Using the entries that follow, collect the lines where the word "oval" appears.

== Segment start ==

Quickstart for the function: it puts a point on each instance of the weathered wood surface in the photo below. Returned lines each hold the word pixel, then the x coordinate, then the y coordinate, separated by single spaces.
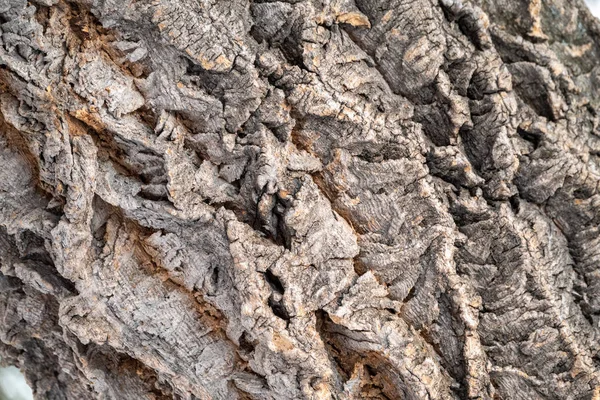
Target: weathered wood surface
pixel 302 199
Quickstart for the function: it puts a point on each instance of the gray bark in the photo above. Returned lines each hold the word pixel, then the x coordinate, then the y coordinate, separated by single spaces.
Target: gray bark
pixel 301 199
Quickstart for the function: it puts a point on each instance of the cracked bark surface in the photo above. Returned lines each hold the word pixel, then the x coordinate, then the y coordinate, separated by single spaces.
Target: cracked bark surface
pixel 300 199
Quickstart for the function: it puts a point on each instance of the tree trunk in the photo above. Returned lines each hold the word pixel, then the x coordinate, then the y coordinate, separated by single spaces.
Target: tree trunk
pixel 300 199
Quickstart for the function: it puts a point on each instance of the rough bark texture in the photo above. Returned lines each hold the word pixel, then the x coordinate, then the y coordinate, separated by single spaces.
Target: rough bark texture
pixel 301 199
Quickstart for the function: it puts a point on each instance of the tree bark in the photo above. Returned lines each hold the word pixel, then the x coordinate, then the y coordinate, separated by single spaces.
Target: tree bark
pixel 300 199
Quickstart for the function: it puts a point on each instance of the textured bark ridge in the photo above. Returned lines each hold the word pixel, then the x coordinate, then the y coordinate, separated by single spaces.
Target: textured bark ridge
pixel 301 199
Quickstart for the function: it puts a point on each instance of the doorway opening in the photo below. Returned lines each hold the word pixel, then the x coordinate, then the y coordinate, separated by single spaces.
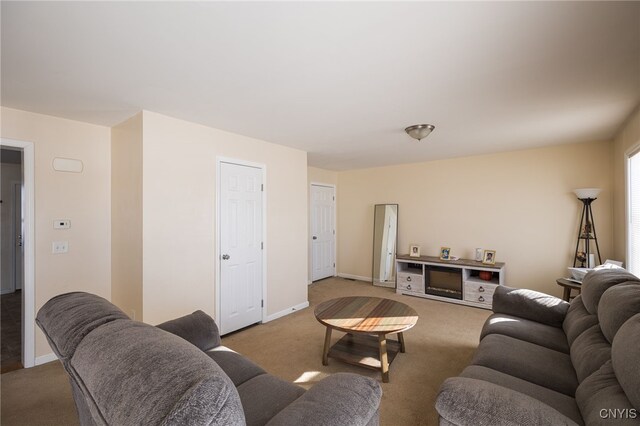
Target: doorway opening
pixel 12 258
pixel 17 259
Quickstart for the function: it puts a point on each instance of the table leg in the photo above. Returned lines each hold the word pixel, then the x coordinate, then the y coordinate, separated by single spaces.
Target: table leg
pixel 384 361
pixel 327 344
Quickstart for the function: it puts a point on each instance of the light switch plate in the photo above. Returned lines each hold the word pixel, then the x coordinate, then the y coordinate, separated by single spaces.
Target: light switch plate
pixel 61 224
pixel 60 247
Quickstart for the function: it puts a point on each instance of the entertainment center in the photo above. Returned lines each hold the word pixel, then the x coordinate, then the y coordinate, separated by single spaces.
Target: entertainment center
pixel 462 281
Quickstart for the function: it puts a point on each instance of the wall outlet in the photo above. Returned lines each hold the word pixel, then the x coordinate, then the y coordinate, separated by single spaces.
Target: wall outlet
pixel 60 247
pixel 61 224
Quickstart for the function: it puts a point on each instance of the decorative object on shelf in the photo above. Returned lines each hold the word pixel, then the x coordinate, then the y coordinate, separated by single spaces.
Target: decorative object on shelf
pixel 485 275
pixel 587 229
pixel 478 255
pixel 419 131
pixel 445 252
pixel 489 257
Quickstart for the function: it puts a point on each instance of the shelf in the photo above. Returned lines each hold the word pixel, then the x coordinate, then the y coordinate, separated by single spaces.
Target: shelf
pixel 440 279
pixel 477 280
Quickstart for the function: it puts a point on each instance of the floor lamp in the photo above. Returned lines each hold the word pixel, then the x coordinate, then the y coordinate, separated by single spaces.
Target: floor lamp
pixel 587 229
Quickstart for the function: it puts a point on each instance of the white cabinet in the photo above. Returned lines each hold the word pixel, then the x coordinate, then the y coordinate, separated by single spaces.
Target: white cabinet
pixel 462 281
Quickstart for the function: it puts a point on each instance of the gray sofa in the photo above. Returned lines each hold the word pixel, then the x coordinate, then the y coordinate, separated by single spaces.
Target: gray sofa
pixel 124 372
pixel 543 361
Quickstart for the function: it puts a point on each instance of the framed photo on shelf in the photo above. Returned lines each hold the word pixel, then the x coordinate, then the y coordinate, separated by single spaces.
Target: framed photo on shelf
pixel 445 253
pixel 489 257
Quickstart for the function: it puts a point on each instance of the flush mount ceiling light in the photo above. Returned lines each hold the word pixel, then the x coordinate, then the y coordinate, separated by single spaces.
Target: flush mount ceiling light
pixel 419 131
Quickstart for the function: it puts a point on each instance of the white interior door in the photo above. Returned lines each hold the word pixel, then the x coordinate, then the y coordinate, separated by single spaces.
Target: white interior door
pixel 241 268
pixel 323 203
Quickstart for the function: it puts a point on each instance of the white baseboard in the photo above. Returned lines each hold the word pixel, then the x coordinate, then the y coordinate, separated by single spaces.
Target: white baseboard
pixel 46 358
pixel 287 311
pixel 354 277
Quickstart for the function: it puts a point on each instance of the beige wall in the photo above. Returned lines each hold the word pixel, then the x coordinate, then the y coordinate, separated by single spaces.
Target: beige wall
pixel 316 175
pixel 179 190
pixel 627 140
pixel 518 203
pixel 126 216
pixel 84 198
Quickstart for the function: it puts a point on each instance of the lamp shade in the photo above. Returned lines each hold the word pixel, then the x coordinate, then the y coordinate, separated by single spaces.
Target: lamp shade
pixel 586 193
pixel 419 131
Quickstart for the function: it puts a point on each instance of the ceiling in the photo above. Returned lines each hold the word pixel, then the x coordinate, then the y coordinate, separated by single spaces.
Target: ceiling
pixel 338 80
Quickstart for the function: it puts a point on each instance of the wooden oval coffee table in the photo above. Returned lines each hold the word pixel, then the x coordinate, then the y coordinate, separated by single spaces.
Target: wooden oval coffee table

== Segment end ==

*Your solution:*
Quickstart for the function: it puts a point on each instance of the wooden oval coffee table in the photo above. Returned lines each hold the word pixel, then the x coordinate, then the y coordinate, separated by single spaces.
Target: wooden oval coffee table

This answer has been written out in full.